Directions: Find the lines below that contain the string "island". Copy each one.

Data:
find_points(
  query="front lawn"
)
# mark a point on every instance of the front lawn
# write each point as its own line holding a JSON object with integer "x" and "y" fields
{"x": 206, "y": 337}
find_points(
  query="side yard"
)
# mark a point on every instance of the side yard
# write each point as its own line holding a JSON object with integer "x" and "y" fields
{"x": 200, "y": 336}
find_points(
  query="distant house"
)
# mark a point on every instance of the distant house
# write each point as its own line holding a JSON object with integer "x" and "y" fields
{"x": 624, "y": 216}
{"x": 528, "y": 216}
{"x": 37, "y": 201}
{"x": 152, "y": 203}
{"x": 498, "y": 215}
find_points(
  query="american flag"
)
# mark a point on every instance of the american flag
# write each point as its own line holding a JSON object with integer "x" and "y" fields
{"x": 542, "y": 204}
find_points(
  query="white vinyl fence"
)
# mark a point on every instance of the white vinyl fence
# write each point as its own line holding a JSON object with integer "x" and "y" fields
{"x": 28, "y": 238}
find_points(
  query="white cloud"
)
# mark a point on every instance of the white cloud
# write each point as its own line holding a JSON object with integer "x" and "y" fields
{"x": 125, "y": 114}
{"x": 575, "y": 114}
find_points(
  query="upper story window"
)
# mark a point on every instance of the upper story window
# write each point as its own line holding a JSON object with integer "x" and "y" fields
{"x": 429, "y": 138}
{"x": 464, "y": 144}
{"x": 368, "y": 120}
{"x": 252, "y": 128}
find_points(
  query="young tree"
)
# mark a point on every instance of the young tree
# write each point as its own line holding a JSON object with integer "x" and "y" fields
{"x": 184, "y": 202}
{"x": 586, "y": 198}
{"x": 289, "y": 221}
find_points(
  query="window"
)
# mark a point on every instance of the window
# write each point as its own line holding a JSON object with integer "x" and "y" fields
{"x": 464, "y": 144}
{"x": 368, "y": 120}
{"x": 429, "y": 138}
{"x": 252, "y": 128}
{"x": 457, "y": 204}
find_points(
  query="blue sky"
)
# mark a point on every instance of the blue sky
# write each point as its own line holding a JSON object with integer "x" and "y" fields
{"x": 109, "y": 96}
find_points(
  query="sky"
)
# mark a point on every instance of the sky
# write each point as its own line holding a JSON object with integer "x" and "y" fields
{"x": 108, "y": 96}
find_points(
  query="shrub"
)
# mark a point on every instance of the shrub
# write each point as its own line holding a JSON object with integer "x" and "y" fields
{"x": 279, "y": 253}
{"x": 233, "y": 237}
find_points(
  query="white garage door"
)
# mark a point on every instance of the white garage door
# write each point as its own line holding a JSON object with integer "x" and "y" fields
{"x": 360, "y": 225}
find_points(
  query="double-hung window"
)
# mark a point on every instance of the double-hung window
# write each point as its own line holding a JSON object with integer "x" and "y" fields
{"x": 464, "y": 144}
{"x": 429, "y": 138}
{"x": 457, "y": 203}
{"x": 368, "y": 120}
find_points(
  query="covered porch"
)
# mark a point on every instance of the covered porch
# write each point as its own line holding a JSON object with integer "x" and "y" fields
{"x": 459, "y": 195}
---
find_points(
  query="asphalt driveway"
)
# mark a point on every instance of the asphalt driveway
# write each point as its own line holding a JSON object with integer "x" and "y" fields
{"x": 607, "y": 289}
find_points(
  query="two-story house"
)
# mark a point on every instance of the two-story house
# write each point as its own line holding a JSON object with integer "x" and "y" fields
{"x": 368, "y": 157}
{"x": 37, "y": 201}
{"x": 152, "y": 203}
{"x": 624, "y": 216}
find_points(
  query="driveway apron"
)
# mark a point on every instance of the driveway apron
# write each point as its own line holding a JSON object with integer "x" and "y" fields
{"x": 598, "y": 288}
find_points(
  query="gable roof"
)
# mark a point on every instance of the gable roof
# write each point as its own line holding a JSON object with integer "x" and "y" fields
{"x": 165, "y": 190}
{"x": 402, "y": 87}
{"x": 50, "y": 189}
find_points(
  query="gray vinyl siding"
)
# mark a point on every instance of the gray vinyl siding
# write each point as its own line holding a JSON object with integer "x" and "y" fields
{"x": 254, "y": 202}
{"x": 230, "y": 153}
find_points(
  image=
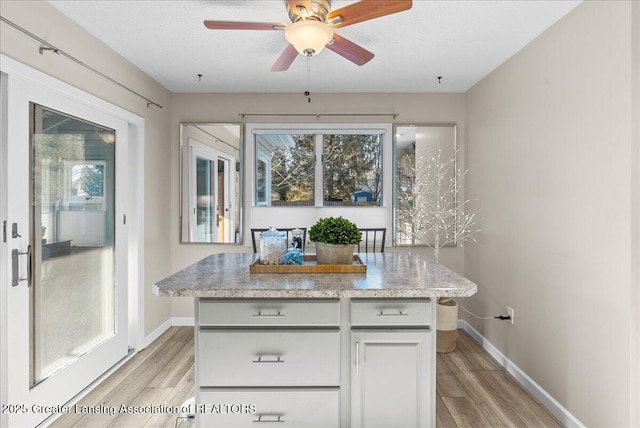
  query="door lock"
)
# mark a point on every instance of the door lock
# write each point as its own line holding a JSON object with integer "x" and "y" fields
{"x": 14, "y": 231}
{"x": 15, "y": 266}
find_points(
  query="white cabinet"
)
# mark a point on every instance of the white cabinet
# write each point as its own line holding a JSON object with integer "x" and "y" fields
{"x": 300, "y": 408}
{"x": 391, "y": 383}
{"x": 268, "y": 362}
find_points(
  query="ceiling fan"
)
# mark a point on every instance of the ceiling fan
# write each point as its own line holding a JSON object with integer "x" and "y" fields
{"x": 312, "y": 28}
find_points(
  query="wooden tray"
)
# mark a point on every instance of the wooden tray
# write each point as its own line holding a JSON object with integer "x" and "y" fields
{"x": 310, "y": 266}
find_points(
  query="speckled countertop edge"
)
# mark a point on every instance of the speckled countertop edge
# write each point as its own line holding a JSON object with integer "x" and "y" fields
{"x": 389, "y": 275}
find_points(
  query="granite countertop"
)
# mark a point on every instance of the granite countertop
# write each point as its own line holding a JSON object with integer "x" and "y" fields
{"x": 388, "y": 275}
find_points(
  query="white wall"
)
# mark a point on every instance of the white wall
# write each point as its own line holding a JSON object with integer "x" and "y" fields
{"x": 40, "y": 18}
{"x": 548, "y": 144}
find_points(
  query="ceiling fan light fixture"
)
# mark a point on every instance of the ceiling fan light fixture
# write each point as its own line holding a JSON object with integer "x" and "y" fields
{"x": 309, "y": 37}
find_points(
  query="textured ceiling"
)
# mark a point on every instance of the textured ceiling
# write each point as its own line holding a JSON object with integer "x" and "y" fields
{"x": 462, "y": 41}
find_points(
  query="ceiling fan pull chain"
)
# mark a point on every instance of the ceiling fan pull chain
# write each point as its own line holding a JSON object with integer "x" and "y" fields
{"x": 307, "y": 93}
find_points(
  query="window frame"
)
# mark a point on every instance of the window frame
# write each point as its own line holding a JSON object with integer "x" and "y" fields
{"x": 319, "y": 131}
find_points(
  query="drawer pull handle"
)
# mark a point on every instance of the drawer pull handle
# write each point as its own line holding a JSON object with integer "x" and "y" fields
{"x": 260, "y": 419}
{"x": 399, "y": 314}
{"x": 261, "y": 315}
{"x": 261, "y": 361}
---
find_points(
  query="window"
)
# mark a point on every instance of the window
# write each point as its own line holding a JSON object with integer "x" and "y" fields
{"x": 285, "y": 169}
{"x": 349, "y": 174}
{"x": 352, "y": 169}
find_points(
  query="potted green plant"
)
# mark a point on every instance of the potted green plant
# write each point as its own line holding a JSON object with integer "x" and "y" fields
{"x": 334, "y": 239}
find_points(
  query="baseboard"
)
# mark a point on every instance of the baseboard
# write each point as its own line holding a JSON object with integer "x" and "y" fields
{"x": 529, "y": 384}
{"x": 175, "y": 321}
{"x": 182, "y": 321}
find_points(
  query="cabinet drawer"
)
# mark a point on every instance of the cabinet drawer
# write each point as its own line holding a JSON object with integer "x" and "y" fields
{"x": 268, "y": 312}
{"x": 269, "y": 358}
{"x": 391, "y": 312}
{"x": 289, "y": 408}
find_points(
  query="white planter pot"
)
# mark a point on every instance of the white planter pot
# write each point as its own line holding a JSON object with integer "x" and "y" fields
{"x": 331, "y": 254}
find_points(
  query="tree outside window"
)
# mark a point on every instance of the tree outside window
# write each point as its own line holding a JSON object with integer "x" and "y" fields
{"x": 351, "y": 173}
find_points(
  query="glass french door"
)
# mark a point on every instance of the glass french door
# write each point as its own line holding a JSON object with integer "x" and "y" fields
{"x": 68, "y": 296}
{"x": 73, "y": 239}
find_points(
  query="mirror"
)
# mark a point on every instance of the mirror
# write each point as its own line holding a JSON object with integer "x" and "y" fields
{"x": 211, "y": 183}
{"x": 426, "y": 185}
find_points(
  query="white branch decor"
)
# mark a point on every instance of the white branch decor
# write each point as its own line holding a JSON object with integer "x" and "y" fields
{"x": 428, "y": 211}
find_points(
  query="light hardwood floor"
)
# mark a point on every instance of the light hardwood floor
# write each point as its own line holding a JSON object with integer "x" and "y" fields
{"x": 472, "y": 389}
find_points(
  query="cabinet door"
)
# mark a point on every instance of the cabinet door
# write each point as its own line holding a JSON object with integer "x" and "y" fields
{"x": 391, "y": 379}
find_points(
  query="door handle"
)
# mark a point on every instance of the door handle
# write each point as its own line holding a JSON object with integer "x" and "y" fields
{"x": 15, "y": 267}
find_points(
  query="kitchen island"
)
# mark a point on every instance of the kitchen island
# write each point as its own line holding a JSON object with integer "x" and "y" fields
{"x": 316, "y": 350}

Written response:
  query="kitchen island"
# mark a point on every instance of the kitchen island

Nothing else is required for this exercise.